▶ [Data extracted from a collection]:
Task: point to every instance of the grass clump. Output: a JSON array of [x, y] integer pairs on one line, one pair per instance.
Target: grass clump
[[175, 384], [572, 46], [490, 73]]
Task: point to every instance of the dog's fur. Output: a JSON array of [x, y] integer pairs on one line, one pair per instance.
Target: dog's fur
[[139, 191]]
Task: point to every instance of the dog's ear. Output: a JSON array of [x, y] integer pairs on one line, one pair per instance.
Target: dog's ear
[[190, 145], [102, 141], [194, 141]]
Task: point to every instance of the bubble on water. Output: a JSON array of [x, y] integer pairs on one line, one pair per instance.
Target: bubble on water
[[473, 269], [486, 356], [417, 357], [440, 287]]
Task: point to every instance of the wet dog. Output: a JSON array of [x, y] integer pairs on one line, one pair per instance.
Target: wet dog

▶ [TASK INSTRUCTIONS]:
Extract every line of the items above and reproduce each one verbatim, keeping their original order.

▶ [WRITTEN REPLY]:
Task: point to every instance of the grass clump. Output: a JSON array of [x, y] integer pairs on one line, one pair per instance.
Target: grass clump
[[175, 384], [572, 46], [490, 73]]
Task: point to every instance of the dog's fur. Output: a JSON array of [x, y] integer pairs on one line, one pair per instance.
Target: dog's fur
[[139, 191]]
Task: point to every instance of the dog's ear. Output: a JSON array of [x, y] integer pairs on one line, one pair per instance.
Target: dog's ear
[[190, 145], [102, 141], [194, 141]]
Task: point to every instance of the bubble on water. Output: a JSON array of [x, y] integer pairs on one line, one pair per instance.
Target: bubble on water
[[473, 269], [486, 356], [417, 357], [440, 287]]
Task: point to every instance of the wet dog. Output: a JSON array of [x, y] integer pairs on one line, one pair per instance.
Target: wet dog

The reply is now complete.